§ TASK DETAILS
Put the rows from the line containing "like [63, 58]." through the end of the rows, both included, into a numbered list, leaving out any blank lines.

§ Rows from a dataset
— start —

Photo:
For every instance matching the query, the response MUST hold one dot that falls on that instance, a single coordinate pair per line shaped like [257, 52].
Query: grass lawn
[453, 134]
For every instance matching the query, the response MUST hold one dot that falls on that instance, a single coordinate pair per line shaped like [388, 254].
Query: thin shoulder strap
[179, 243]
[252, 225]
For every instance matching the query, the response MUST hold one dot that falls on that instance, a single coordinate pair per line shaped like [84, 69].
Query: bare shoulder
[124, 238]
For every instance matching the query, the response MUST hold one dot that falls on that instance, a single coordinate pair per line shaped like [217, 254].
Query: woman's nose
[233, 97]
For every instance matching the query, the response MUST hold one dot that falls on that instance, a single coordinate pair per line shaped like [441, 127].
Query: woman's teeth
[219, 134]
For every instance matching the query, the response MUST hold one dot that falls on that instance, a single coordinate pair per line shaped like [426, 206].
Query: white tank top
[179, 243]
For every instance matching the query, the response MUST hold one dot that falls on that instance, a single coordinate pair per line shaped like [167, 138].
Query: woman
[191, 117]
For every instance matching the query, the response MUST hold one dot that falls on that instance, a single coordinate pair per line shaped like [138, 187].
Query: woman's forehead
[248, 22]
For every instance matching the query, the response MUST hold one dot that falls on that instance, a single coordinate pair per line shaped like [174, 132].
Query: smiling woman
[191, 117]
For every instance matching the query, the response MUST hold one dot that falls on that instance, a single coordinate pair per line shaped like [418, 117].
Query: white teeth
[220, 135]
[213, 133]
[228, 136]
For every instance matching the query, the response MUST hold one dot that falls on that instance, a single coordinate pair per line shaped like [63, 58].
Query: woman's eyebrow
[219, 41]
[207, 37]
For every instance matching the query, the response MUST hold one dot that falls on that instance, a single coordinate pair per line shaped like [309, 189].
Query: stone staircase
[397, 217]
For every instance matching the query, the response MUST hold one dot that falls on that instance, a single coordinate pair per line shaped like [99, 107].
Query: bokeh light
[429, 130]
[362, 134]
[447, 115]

— end —

§ TASK ANSWER
1. For every instance matching the query, the response MUST hold one dot that falls on that instance, a single coordinate pair per line shaped like [63, 58].
2. Query: woman's eyebrow
3. [219, 41]
4. [207, 37]
5. For every instance matching the query, the response MUST hold one dot that falls on that instance, a single coordinate pair per line shaped like [309, 189].
6. Query: stone staircase
7. [397, 217]
8. For every instance matching the query, the response MUST hold one dot that falls on that instance, a single coordinate pair per line shaped like [99, 107].
9. Query: bokeh light
10. [429, 130]
11. [362, 134]
12. [447, 115]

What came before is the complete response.